> [EXERCISE] Each entry in the listing below should be restated word for word.
-------------------------
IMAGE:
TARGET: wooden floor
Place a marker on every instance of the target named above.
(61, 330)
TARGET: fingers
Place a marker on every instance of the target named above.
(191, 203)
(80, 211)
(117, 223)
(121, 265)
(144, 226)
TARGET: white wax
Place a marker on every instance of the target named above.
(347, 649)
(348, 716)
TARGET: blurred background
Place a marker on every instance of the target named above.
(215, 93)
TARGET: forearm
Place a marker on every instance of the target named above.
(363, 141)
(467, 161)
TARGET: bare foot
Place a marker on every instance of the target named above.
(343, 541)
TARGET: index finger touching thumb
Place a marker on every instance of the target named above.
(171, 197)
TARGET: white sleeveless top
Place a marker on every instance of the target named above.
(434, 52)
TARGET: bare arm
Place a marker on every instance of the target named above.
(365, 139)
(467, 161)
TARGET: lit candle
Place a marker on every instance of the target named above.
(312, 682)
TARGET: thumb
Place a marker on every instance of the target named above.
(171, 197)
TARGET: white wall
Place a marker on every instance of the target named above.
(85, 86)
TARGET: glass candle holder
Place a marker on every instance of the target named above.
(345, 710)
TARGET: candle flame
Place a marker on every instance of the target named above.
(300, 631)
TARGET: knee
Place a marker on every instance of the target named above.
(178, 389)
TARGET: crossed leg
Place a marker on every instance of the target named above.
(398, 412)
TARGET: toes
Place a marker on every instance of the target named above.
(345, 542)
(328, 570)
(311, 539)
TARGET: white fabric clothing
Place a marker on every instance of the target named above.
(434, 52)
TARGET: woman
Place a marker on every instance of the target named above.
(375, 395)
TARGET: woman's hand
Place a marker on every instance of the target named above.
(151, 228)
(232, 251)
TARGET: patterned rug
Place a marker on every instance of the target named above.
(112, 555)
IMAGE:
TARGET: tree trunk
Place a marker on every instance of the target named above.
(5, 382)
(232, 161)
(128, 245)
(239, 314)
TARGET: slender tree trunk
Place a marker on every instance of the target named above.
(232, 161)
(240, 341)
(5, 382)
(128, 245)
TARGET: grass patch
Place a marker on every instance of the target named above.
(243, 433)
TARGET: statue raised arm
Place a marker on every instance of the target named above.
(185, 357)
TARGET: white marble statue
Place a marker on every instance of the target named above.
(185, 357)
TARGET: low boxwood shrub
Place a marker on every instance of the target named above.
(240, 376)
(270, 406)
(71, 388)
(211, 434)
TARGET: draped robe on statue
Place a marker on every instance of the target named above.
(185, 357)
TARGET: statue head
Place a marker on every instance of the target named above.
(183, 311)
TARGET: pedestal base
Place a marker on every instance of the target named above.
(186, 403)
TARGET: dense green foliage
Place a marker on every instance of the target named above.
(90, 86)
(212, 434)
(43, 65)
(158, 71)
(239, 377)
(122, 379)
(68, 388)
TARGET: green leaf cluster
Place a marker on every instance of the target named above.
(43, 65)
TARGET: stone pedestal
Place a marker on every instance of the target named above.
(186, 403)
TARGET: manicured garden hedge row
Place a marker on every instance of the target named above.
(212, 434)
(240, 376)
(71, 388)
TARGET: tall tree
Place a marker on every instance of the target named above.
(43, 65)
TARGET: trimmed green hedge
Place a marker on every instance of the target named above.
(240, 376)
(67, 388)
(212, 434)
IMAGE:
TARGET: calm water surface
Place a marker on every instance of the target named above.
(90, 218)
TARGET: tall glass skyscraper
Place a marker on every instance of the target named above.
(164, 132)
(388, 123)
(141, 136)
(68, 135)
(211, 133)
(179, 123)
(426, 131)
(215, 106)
-------------------------
> [ANSWER TO THE EXERCISE]
IMAGE:
TARGET: wooden floor
Place a marker on every instance of the target named above.
(61, 330)
TARGET: fingers
Place a marker on every instance of the target named above.
(191, 203)
(80, 211)
(117, 223)
(121, 265)
(144, 226)
TARGET: white wax
Place a marker on every instance of the target named above.
(347, 649)
(348, 716)
TARGET: blurred background
Place a marker on every instance of the target named above.
(215, 93)
TARGET: forearm
Place a marker on every instance of the target named above.
(363, 141)
(467, 161)
TARGET: bare foot
Place a marker on every instance of the target named above.
(343, 541)
TARGET: index finger touching thumb
Place a marker on every instance of the target named above.
(171, 197)
TARGET: white sleeveless top
Place a marker on every instance of the target named above.
(434, 52)
TARGET: bare arm
Place a marker on every instance of the target named above.
(365, 139)
(467, 161)
TARGET: lit candle
Place a marker on every instance of the target named above.
(312, 682)
TARGET: thumb
Place a marker on every instance of the target named above.
(171, 197)
TARGET: white wall
Place a marker on every instance of the target named above.
(85, 86)
TARGET: glass candle holder
Place a marker on every instance of the target named above.
(345, 710)
TARGET: candle flame
Place a marker on every instance of the target named above.
(300, 631)
TARGET: knee
Place a marker on every instance of the target named above.
(178, 389)
TARGET: crossed leg
Place a marker on every instance of the target named above.
(398, 412)
TARGET: toes
Place a marker on every instance of the target named above.
(345, 542)
(328, 570)
(311, 539)
TARGET: white fabric clothing
Place a marker on every instance of the target named above.
(434, 52)
TARGET: woman
Place a marker on every instance of the target named above.
(375, 395)
TARGET: woman's hand
Place a marker on every instance of the target named above.
(151, 228)
(232, 251)
TARGET: patterned rug
Place a marker on every instance of the target named above.
(112, 555)
IMAGE:
TARGET: tree trunk
Place a marker on every instance of the target named above.
(5, 382)
(232, 161)
(128, 245)
(239, 314)
TARGET: slender tree trunk
Place a marker on every instance of the target named above.
(232, 161)
(240, 341)
(5, 382)
(128, 245)
TARGET: grass patch
Place a marker on every instance of the target named above.
(243, 433)
TARGET: statue raised arm
Place a marker on every instance of the target named above.
(185, 357)
TARGET: white marble statue
Place a marker on every instance of the target named above.
(185, 357)
TARGET: low boxwood shrub
Place a marker on every instance of the target named above.
(240, 376)
(270, 406)
(71, 388)
(211, 434)
TARGET: draped robe on statue
Place a marker on every instance of the target named above.
(185, 357)
TARGET: statue head
Place a marker on every instance of the target named above.
(183, 311)
TARGET: pedestal base
Place a marker on every instance of the target named above.
(186, 403)
TARGET: dense green foliage
Place a marker on every instance of the target named above.
(90, 86)
(212, 434)
(43, 65)
(158, 71)
(239, 377)
(122, 379)
(68, 388)
TARGET: green leaf cluster
Place a marker on every instance of the target named above.
(43, 65)
TARGET: stone pedestal
Place a marker on every instance of the target named above.
(186, 403)
TARGET: manicured garden hedge row
Place a marker on every instance of the target named above.
(212, 434)
(240, 376)
(71, 388)
TARGET: tall tree
Place a marker on every instance of the target named above.
(43, 65)
TARGET: trimmed green hedge
Place a marker on every instance of the target named above.
(240, 376)
(67, 388)
(212, 434)
IMAGE:
TARGET: calm water surface
Place a marker on every instance of the target named above.
(90, 218)
TARGET: tall glass skyscraper
Place a marker on every instance of the target named above.
(164, 132)
(388, 123)
(141, 136)
(68, 135)
(211, 133)
(179, 123)
(426, 131)
(215, 106)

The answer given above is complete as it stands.